**Zu erledigende Aufgabe**
Nenne alle Bauteile, deren Lage der Text über das Haus in Iserlohn ausdrücklich im Verhältnis zur Terrasse angibt, und gib jeweils diese Lage an.

**Dokumenttext**
Hinter der dichten Eibenhecke verbirgt sich heute ein Schatz, der in Iserlohn seinesgleichen sucht. Das Haus ist ein rhythmisch arrangierter flacher Bau, der durch geschickte Vor- und Rücksprünge in der Mauerflucht alles andere als ein starrer weißer Kasten ist. Zur Straßenseite hin öffnet sich das Gebäude im Erdgeschoss durch einen weit überdachten Terrassenbereich. Am linken Ende der Terrasse sorgt eine konvexe Glaswand für einen extravaganten Übergang zwischen Haus und Garten. Dieser Viertelkreis wird am anderen Ende der Terrasse im Halbrund der Überdachung erneut aufgegriffen. Die Rundung markiert den Endpunkt des breiten Wandabschnitts, der sich über der Terrasse erhebt. Eine markante dunkle Linie an der oberen Kante dieser Wandfläche fungiert im rechten Abschnitt zugleich als Brüstung, hinter der sich eine Dachterrasse verbirgt, die bis in das Halbrund ausgebaut ist. Der Dachaufbau ist vom Garten aus nur halb zu sehen, ein noch weiter zurückliegender Kubus gar nur zu erahnen. Dieser Effekt wird dadurch verstärkt, dass die Kontur des Hauses zur Straße hin in der Seitenansicht leicht ansteigt. Faber hat die Ansicht des Hauses also bewusst nach oben gezogen um die Staffelung der einzelnen Kuben zu betonen und eine besonders dominante Frontansicht zu erhalten.

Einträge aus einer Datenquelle
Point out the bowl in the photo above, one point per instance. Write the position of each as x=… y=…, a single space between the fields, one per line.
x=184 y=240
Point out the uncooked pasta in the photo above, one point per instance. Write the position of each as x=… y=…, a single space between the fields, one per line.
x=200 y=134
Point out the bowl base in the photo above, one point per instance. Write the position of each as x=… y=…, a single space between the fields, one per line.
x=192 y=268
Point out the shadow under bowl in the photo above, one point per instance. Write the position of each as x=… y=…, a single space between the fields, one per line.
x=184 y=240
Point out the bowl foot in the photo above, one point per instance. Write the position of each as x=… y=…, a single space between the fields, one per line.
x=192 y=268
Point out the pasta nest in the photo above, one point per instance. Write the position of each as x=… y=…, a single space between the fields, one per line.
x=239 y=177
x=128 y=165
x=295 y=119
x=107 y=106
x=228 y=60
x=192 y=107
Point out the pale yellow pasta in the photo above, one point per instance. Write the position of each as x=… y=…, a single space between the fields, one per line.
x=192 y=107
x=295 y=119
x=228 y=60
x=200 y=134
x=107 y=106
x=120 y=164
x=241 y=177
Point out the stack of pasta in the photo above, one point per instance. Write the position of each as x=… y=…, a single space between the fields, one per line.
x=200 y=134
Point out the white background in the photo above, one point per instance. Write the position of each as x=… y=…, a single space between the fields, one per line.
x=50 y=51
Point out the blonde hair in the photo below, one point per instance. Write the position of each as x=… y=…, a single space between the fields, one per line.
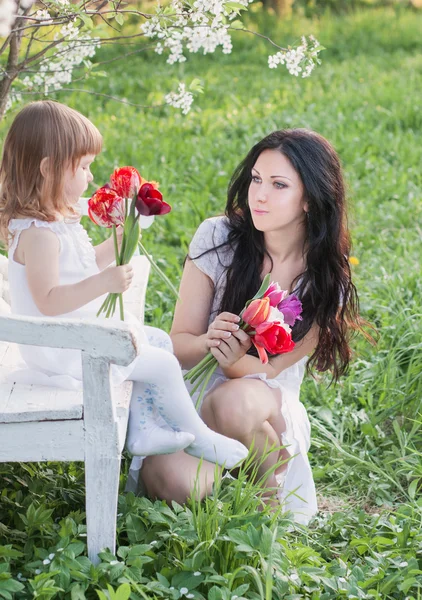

**Ergebnis der Aufgabe**
- Die konvexe Glaswand liegt am linken Ende der Terrasse.
- Das Halbrund der Überdachung liegt am anderen Ende der Terrasse.
- Der breite Wandabschnitt erhebt sich über der Terrasse.